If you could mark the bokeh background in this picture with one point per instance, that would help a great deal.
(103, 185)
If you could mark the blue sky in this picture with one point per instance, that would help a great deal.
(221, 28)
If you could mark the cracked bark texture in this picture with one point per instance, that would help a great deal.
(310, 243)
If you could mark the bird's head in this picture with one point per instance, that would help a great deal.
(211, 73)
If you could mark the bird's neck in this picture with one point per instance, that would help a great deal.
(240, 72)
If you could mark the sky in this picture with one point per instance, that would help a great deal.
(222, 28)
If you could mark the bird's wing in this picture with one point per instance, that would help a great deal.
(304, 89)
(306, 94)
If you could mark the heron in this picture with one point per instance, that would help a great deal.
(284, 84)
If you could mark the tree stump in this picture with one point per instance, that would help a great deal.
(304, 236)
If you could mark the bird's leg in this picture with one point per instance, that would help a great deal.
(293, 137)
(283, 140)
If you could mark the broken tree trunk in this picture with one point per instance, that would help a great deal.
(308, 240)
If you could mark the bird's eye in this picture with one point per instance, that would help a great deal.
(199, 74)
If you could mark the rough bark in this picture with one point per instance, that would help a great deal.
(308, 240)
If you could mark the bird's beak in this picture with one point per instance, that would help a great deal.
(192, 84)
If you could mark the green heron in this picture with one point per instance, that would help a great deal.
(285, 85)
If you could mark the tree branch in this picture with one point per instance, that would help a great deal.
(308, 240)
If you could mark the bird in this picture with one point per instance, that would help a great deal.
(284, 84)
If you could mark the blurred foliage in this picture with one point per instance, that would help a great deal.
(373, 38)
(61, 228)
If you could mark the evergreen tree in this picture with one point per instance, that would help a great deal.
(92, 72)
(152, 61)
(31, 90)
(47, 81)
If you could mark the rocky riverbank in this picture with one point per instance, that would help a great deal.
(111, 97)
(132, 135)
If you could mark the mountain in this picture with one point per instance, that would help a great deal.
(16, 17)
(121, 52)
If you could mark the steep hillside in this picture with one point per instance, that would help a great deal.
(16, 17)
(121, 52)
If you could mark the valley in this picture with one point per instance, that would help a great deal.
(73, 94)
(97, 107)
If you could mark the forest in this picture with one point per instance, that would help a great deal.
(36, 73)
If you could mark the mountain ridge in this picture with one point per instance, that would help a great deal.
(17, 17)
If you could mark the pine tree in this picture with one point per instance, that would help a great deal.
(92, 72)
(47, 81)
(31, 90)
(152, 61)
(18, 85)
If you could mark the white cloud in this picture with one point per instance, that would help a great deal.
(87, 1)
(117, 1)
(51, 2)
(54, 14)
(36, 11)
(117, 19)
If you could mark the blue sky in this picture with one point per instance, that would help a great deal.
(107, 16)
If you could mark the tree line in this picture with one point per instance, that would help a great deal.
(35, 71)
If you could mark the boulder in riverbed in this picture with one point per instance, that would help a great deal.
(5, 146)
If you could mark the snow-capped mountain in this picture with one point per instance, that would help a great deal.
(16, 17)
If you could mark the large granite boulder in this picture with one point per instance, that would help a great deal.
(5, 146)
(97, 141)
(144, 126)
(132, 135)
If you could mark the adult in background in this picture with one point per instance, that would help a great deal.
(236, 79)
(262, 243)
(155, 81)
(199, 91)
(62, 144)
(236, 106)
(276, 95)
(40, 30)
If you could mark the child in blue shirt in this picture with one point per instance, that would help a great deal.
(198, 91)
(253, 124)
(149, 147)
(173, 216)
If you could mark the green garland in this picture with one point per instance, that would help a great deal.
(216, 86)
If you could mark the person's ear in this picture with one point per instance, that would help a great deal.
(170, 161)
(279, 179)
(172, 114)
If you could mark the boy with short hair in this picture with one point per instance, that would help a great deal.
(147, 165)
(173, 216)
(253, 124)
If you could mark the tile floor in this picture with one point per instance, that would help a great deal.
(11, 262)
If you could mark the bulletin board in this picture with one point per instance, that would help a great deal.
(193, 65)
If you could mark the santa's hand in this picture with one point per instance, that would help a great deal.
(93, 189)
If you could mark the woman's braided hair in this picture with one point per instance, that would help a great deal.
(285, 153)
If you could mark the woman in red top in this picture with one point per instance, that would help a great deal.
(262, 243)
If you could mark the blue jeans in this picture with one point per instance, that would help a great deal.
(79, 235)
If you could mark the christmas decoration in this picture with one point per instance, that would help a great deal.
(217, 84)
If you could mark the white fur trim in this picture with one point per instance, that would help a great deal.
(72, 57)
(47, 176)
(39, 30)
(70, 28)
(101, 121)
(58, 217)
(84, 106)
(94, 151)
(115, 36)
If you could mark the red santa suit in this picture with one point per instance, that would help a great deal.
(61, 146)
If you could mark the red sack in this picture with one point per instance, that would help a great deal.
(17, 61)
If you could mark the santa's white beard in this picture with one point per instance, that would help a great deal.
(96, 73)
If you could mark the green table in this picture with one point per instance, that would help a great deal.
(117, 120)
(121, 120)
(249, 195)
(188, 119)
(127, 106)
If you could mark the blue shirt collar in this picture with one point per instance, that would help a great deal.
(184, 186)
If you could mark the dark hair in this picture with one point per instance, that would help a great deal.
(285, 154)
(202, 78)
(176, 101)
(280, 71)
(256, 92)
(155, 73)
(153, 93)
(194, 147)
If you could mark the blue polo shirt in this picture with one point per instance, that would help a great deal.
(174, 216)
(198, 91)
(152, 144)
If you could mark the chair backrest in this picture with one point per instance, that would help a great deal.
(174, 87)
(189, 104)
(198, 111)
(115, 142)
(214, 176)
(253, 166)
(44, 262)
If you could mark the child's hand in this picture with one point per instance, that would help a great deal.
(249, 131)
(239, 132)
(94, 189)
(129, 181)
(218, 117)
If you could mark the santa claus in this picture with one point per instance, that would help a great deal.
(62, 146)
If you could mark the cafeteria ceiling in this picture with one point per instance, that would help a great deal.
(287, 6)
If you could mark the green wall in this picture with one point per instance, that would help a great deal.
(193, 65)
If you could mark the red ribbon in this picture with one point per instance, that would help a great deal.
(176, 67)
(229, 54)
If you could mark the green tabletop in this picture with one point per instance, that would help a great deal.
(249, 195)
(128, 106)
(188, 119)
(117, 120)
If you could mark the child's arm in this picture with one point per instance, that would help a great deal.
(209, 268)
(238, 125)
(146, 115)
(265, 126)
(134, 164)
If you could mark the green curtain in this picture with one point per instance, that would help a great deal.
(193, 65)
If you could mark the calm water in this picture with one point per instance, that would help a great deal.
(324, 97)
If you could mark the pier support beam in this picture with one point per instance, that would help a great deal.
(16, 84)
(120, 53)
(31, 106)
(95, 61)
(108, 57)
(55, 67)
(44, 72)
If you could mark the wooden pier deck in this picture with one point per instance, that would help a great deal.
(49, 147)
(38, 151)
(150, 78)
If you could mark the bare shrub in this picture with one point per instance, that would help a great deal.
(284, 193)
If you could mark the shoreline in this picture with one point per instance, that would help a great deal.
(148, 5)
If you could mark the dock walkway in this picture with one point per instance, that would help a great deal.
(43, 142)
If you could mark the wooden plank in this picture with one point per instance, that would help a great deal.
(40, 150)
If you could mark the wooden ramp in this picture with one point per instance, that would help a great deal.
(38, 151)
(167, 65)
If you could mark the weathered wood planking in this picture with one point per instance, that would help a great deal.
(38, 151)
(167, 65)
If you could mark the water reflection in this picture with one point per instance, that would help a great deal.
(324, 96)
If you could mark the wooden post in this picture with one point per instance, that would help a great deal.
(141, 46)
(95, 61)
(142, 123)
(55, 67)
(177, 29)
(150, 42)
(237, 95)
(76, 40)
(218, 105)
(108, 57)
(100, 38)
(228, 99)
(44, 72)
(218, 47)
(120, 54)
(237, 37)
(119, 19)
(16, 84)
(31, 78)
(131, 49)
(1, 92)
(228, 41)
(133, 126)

▸ **WHAT TO PRODUCE**
What is needed here is a word-for-word copy of the whole listing.

▸ **YOUR RESPONSE**
If you could mark the bokeh background in this picture with one point per instance, that would help a great deal.
(103, 185)
If you could mark the blue sky in this picture with one point per instance, that would help a great deal.
(221, 28)
If you could mark the cracked bark texture in this picture with one point per instance, that would help a great deal.
(310, 243)
If you could mark the bird's head in this picture with one point per instance, that would help a great deal.
(211, 73)
If you could mark the bird's neck in this picture with one point per instance, that would help a great deal.
(240, 72)
If you could mark the sky in this picture with one point per instance, that would help a great deal.
(222, 28)
If you could mark the bird's wing in this picture with one point per instance, that would help a great deal.
(304, 89)
(306, 94)
If you could mark the heron in this picture with one point per instance, that would help a great deal.
(284, 84)
If you could mark the tree stump in this picture with one point per instance, that would help a great deal.
(304, 236)
If you could mark the bird's leg in this picture with one point per instance, that would help a great deal.
(293, 137)
(283, 140)
If you could mark the broken tree trunk in this picture with one point per instance, that would help a great deal.
(308, 240)
If you could mark the bird's eye in this picture with one point per instance, that would help a great deal.
(199, 74)
If you could mark the rough bark in this picture with one point per instance, that would help a great deal.
(308, 240)
If you could mark the bird's beak in this picture with one point per instance, that would help a great deal.
(192, 84)
If you could mark the green heron in this picture with one point per instance, that would help a great deal.
(285, 85)
If you could mark the tree branch in this picture with one point per instance, that would help a great deal.
(308, 240)
If you could mark the bird in this picture with one point per instance, that would help a great deal.
(284, 84)
If you could mark the blurred foliage in this picture with one point per instance, that would help a great deal.
(373, 38)
(61, 228)
If you could mark the evergreen tree in this picture with one point per instance, that would help a great deal.
(92, 72)
(152, 61)
(31, 90)
(47, 81)
If you could mark the rocky riverbank in this picture with one point per instance, that would help a great deal.
(111, 97)
(132, 135)
If you could mark the mountain in this picture with one point per instance, that would help a great deal.
(16, 17)
(121, 52)
If you could mark the steep hillside in this picture with one point per instance, that would help a great deal.
(16, 17)
(121, 52)
If you could mark the valley in this picture with one point per instance, that would help a great deal.
(73, 94)
(97, 107)
If you could mark the forest in this picture with one point per instance, that would help a great deal.
(36, 73)
If you could mark the mountain ridge in this picture with one point per instance, that would help a great deal.
(17, 17)
If you could mark the pine tree in this picture with one point per instance, that would help a great deal.
(92, 72)
(47, 81)
(31, 90)
(152, 61)
(18, 85)
If you could mark the white cloud in this picture with one point per instance, that would help a great deal.
(87, 1)
(117, 1)
(51, 2)
(54, 14)
(36, 11)
(117, 19)
If you could mark the blue sky in this picture with one point per instance, that would help a great deal.
(107, 16)
If you could mark the tree line in this picture with one point per instance, that would help a great deal.
(35, 71)
If you could mark the boulder in riverbed in this picture with one point per instance, that would help a great deal.
(5, 146)
If you could mark the snow-capped mountain in this picture with one point per instance, that would help a great deal.
(16, 17)
If you could mark the large granite boulder in this picture with one point per instance, that would help a great deal.
(5, 146)
(97, 141)
(144, 126)
(132, 135)
If you could mark the adult in background in this picture with one point per instance, that would help a great deal.
(236, 79)
(262, 243)
(155, 81)
(199, 91)
(62, 144)
(236, 106)
(276, 95)
(40, 30)
If you could mark the child in blue shirt in this picture with one point per instance, that would help a great deal.
(198, 91)
(253, 124)
(149, 147)
(173, 216)
If you could mark the green garland in this picture with one point per instance, that would help a great deal.
(216, 86)
If you could mark the person's ear in this picture with one point per instance, that would help a great deal.
(170, 161)
(279, 179)
(172, 114)
If you could mark the boy with short hair in this picture with one point per instance, that would help a great deal.
(147, 165)
(173, 216)
(253, 124)
If you could mark the tile floor in this picture with one point per instance, that would help a great deal.
(11, 262)
If you could mark the bulletin board in this picture with one point per instance, that would help a great deal.
(193, 65)
If you could mark the santa's hand in this picture with one point per instance, that would help a great deal.
(93, 189)
If you could mark the woman's braided hair in this picture with one point per instance, that would help a great deal.
(285, 153)
If you could mark the woman in red top in this picture with one point per instance, that would help a great deal.
(262, 243)
If you could mark the blue jeans in this picture with one point per instance, that would help a great deal.
(79, 235)
If you could mark the christmas decoration in this picture with one point per instance, that would help a great deal.
(217, 84)
If you could mark the white fur trim in this picture with one point per instance, that would help a great deal.
(72, 57)
(47, 176)
(39, 30)
(70, 28)
(101, 121)
(58, 217)
(84, 106)
(94, 151)
(115, 36)
If you could mark the red santa suit in this picture with one point per instance, that would help a great deal.
(61, 146)
If you could mark the red sack in this picture with one point per instance, that would help a great deal.
(17, 61)
If you could mark the santa's white beard in this picture with one point per instance, that would help a great deal.
(96, 73)
If you could mark the green table in this picture with one point per instance, that would help a great deal.
(117, 120)
(121, 120)
(249, 195)
(188, 119)
(127, 106)
If you could mark the blue shirt collar in this picture with one point per instance, that would help a great deal.
(184, 186)
If you could mark the dark hair in this picture with one point per instance, that would help a great deal.
(285, 154)
(202, 78)
(176, 101)
(280, 71)
(256, 92)
(155, 73)
(153, 93)
(194, 147)
If you could mark the blue polo shirt in this picture with one point per instance, that would help a great deal.
(174, 216)
(198, 91)
(152, 144)
If you could mark the chair backrest in this picture with one point per instance, that would help a great deal.
(174, 87)
(189, 104)
(198, 111)
(115, 142)
(214, 176)
(253, 166)
(44, 262)
If you could mark the child's hand in this picture with one point per instance, that would help a great deal.
(249, 131)
(239, 132)
(94, 189)
(129, 181)
(218, 117)
If you could mark the santa claus in this picture with one point per instance, that would help a great deal.
(62, 146)
If you could mark the cafeteria ceiling in this picture with one point per instance, that would help a great deal.
(287, 6)
If you could mark the green wall in this picture with one point per instance, that would help a great deal.
(193, 65)
If you could mark the red ribbon in this picture with one point per instance, that would help a great deal.
(176, 67)
(229, 54)
If you could mark the green tabletop in this picture with one point per instance, that would help a great deal.
(249, 195)
(128, 106)
(188, 119)
(117, 120)
If you could mark the child's arm in this picture with one point per instance, that would help a great deal.
(209, 268)
(238, 125)
(146, 115)
(265, 126)
(134, 164)
If you could mark the green curtain in this picture with one point per instance, that would help a great deal.
(193, 65)
If you could mark the calm water in this picture with one point per instance, that would help a great deal.
(324, 97)
If you could mark the pier support beam in this picture with one point per instance, that would help a great deal.
(16, 84)
(120, 53)
(31, 106)
(95, 61)
(108, 57)
(55, 67)
(44, 72)
If you could mark the wooden pier deck in this picture with one point per instance, that would help a great deal.
(49, 147)
(38, 151)
(150, 78)
If you could mark the bare shrub in this picture with one point per instance, that would help a great deal.
(284, 193)
If you could mark the shoreline in this picture with one point per instance, that would help a great deal.
(148, 5)
If you could mark the dock walkway in this picture with one point per instance, that would help a great deal.
(43, 142)
If you could mark the wooden plank in this picture with one point per instance, that would help a great deal.
(40, 150)
If you could mark the wooden ramp in this picture with one point per instance, that would help a great deal.
(38, 151)
(167, 65)
If you could mark the weathered wood planking in this picture with one point per instance, that would help a great deal.
(38, 151)
(167, 65)
If you could mark the water reflection in this picture with one point per instance, that would help a great deal.
(324, 96)
If you could mark the wooden post in this picture with one point per instance, that would help a great deal.
(141, 46)
(95, 61)
(142, 123)
(55, 67)
(177, 29)
(150, 42)
(237, 95)
(76, 40)
(218, 105)
(108, 57)
(100, 38)
(228, 99)
(44, 72)
(218, 47)
(120, 54)
(237, 37)
(119, 19)
(16, 84)
(31, 78)
(131, 49)
(1, 92)
(228, 41)
(133, 126)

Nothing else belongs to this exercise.